>> BEGIN

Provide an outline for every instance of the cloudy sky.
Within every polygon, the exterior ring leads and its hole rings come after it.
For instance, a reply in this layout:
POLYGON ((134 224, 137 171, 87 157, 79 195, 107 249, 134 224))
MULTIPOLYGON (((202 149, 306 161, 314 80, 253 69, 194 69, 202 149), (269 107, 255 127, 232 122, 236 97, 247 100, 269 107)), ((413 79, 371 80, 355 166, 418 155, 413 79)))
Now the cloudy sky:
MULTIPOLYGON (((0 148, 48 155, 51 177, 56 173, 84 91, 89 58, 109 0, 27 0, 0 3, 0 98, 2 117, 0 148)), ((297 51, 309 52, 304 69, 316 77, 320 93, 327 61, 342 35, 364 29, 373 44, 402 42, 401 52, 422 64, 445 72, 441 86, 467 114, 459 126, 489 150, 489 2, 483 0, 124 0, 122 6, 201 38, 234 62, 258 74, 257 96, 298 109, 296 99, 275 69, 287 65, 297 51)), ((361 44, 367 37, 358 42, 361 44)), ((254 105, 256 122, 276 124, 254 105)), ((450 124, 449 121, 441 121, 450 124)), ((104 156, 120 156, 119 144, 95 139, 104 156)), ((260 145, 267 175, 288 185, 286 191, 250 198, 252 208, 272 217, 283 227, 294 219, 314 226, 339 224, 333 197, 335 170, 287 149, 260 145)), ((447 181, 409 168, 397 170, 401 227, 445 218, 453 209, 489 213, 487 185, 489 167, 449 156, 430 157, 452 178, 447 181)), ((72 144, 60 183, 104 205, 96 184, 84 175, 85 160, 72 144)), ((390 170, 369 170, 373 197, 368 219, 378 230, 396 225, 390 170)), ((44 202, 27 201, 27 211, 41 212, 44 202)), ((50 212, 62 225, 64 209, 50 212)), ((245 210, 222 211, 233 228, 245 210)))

>> END

Copy all of the lines above word for word.

Provide an outline for every instance of the cloudy sky.
Within every polygon, the exterior ring leads and its hole rings come after it.
For instance, a reply in this layout:
POLYGON ((134 224, 137 171, 87 157, 79 195, 107 249, 134 224))
MULTIPOLYGON (((202 149, 306 161, 314 80, 253 69, 194 69, 202 149), (269 107, 255 127, 232 122, 236 97, 247 100, 269 107)), ((413 79, 371 80, 355 166, 418 155, 413 79)))
Now the cloudy sky:
MULTIPOLYGON (((0 148, 48 155, 51 177, 56 173, 84 91, 89 58, 109 0, 27 0, 0 3, 0 98, 2 117, 0 148)), ((297 51, 309 52, 304 69, 316 77, 320 93, 327 61, 342 35, 364 29, 373 44, 402 42, 401 52, 422 64, 445 72, 441 86, 467 114, 459 126, 489 150, 489 2, 483 0, 124 0, 122 6, 201 38, 234 62, 258 74, 257 96, 298 109, 296 99, 275 69, 287 65, 297 51)), ((361 44, 367 37, 358 42, 361 44)), ((254 105, 256 122, 276 124, 254 105)), ((450 124, 449 121, 441 121, 450 124)), ((104 156, 120 156, 119 144, 95 139, 104 156)), ((260 145, 267 175, 288 185, 286 191, 250 198, 252 208, 272 217, 283 227, 294 219, 314 226, 339 224, 333 197, 335 170, 287 149, 260 145)), ((447 181, 409 168, 397 170, 401 227, 445 218, 453 209, 489 213, 487 185, 489 167, 449 156, 430 157, 452 178, 447 181)), ((72 144, 60 183, 104 205, 96 184, 84 175, 85 160, 72 144)), ((390 170, 369 170, 373 197, 368 219, 378 230, 396 225, 390 170)), ((44 202, 27 201, 27 211, 41 212, 44 202)), ((50 212, 62 225, 64 209, 50 212)), ((245 210, 222 211, 233 228, 245 210)))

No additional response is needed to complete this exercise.